Exercise instructions: Report every line in the records that contains the string "flower", copying each one in full. Treat case as significant.

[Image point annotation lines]
┏━━

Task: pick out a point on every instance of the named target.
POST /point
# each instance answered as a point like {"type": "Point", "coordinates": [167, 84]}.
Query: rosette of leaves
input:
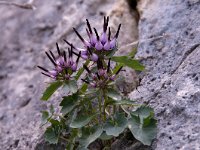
{"type": "Point", "coordinates": [93, 109]}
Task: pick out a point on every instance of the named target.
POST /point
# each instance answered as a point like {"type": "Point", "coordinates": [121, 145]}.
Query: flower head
{"type": "Point", "coordinates": [98, 45]}
{"type": "Point", "coordinates": [63, 66]}
{"type": "Point", "coordinates": [102, 77]}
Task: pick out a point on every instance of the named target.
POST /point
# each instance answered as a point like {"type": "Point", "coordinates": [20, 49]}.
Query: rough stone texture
{"type": "Point", "coordinates": [25, 35]}
{"type": "Point", "coordinates": [171, 83]}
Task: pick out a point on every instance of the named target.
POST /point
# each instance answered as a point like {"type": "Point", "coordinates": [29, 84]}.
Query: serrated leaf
{"type": "Point", "coordinates": [51, 135]}
{"type": "Point", "coordinates": [84, 87]}
{"type": "Point", "coordinates": [89, 135]}
{"type": "Point", "coordinates": [129, 62]}
{"type": "Point", "coordinates": [133, 52]}
{"type": "Point", "coordinates": [143, 127]}
{"type": "Point", "coordinates": [113, 94]}
{"type": "Point", "coordinates": [51, 89]}
{"type": "Point", "coordinates": [81, 120]}
{"type": "Point", "coordinates": [70, 86]}
{"type": "Point", "coordinates": [45, 116]}
{"type": "Point", "coordinates": [121, 102]}
{"type": "Point", "coordinates": [104, 136]}
{"type": "Point", "coordinates": [68, 103]}
{"type": "Point", "coordinates": [52, 109]}
{"type": "Point", "coordinates": [116, 126]}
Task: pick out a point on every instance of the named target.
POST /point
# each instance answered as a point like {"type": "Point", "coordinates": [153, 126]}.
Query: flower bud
{"type": "Point", "coordinates": [84, 56]}
{"type": "Point", "coordinates": [107, 46]}
{"type": "Point", "coordinates": [112, 78]}
{"type": "Point", "coordinates": [53, 72]}
{"type": "Point", "coordinates": [103, 38]}
{"type": "Point", "coordinates": [93, 85]}
{"type": "Point", "coordinates": [59, 69]}
{"type": "Point", "coordinates": [101, 72]}
{"type": "Point", "coordinates": [94, 57]}
{"type": "Point", "coordinates": [98, 46]}
{"type": "Point", "coordinates": [113, 43]}
{"type": "Point", "coordinates": [74, 67]}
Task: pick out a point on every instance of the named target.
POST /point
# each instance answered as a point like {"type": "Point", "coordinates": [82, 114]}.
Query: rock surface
{"type": "Point", "coordinates": [169, 36]}
{"type": "Point", "coordinates": [25, 35]}
{"type": "Point", "coordinates": [171, 83]}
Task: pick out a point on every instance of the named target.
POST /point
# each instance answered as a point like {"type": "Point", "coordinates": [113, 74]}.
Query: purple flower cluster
{"type": "Point", "coordinates": [63, 66]}
{"type": "Point", "coordinates": [98, 45]}
{"type": "Point", "coordinates": [102, 77]}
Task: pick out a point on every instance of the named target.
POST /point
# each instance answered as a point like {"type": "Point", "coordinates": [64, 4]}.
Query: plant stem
{"type": "Point", "coordinates": [104, 105]}
{"type": "Point", "coordinates": [100, 110]}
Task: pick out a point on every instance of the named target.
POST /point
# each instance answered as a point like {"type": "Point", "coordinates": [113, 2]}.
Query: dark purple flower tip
{"type": "Point", "coordinates": [98, 46]}
{"type": "Point", "coordinates": [119, 70]}
{"type": "Point", "coordinates": [101, 72]}
{"type": "Point", "coordinates": [60, 61]}
{"type": "Point", "coordinates": [59, 69]}
{"type": "Point", "coordinates": [87, 69]}
{"type": "Point", "coordinates": [84, 52]}
{"type": "Point", "coordinates": [51, 59]}
{"type": "Point", "coordinates": [74, 67]}
{"type": "Point", "coordinates": [96, 34]}
{"type": "Point", "coordinates": [45, 70]}
{"type": "Point", "coordinates": [67, 77]}
{"type": "Point", "coordinates": [48, 75]}
{"type": "Point", "coordinates": [107, 46]}
{"type": "Point", "coordinates": [113, 43]}
{"type": "Point", "coordinates": [106, 75]}
{"type": "Point", "coordinates": [86, 43]}
{"type": "Point", "coordinates": [105, 24]}
{"type": "Point", "coordinates": [94, 85]}
{"type": "Point", "coordinates": [94, 76]}
{"type": "Point", "coordinates": [93, 40]}
{"type": "Point", "coordinates": [94, 57]}
{"type": "Point", "coordinates": [52, 55]}
{"type": "Point", "coordinates": [89, 27]}
{"type": "Point", "coordinates": [112, 78]}
{"type": "Point", "coordinates": [85, 81]}
{"type": "Point", "coordinates": [53, 73]}
{"type": "Point", "coordinates": [58, 49]}
{"type": "Point", "coordinates": [108, 67]}
{"type": "Point", "coordinates": [103, 38]}
{"type": "Point", "coordinates": [117, 34]}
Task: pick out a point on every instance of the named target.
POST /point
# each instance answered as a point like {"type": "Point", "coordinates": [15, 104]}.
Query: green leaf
{"type": "Point", "coordinates": [45, 116]}
{"type": "Point", "coordinates": [51, 89]}
{"type": "Point", "coordinates": [81, 120]}
{"type": "Point", "coordinates": [70, 86]}
{"type": "Point", "coordinates": [68, 103]}
{"type": "Point", "coordinates": [84, 88]}
{"type": "Point", "coordinates": [143, 127]}
{"type": "Point", "coordinates": [52, 109]}
{"type": "Point", "coordinates": [116, 126]}
{"type": "Point", "coordinates": [113, 94]}
{"type": "Point", "coordinates": [117, 66]}
{"type": "Point", "coordinates": [51, 135]}
{"type": "Point", "coordinates": [125, 60]}
{"type": "Point", "coordinates": [133, 52]}
{"type": "Point", "coordinates": [89, 135]}
{"type": "Point", "coordinates": [121, 102]}
{"type": "Point", "coordinates": [143, 111]}
{"type": "Point", "coordinates": [104, 136]}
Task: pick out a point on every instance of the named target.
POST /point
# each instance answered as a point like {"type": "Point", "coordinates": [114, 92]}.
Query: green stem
{"type": "Point", "coordinates": [100, 109]}
{"type": "Point", "coordinates": [104, 104]}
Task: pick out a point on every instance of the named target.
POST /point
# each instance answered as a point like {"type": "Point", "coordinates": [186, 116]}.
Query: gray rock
{"type": "Point", "coordinates": [25, 35]}
{"type": "Point", "coordinates": [171, 83]}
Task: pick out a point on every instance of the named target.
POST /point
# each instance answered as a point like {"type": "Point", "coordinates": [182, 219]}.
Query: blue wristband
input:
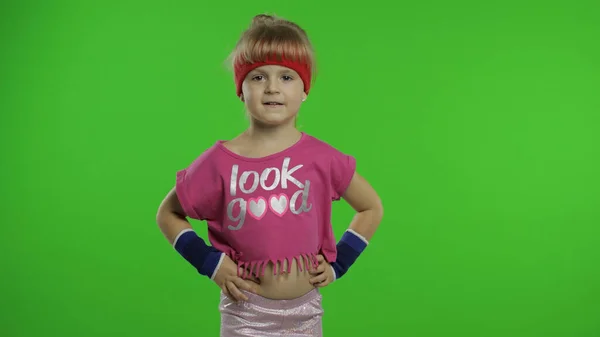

┗━━

Answer to this problem:
Query: flower head
Query: flower bud
Query: purple flower cluster
Query: dark purple flower tip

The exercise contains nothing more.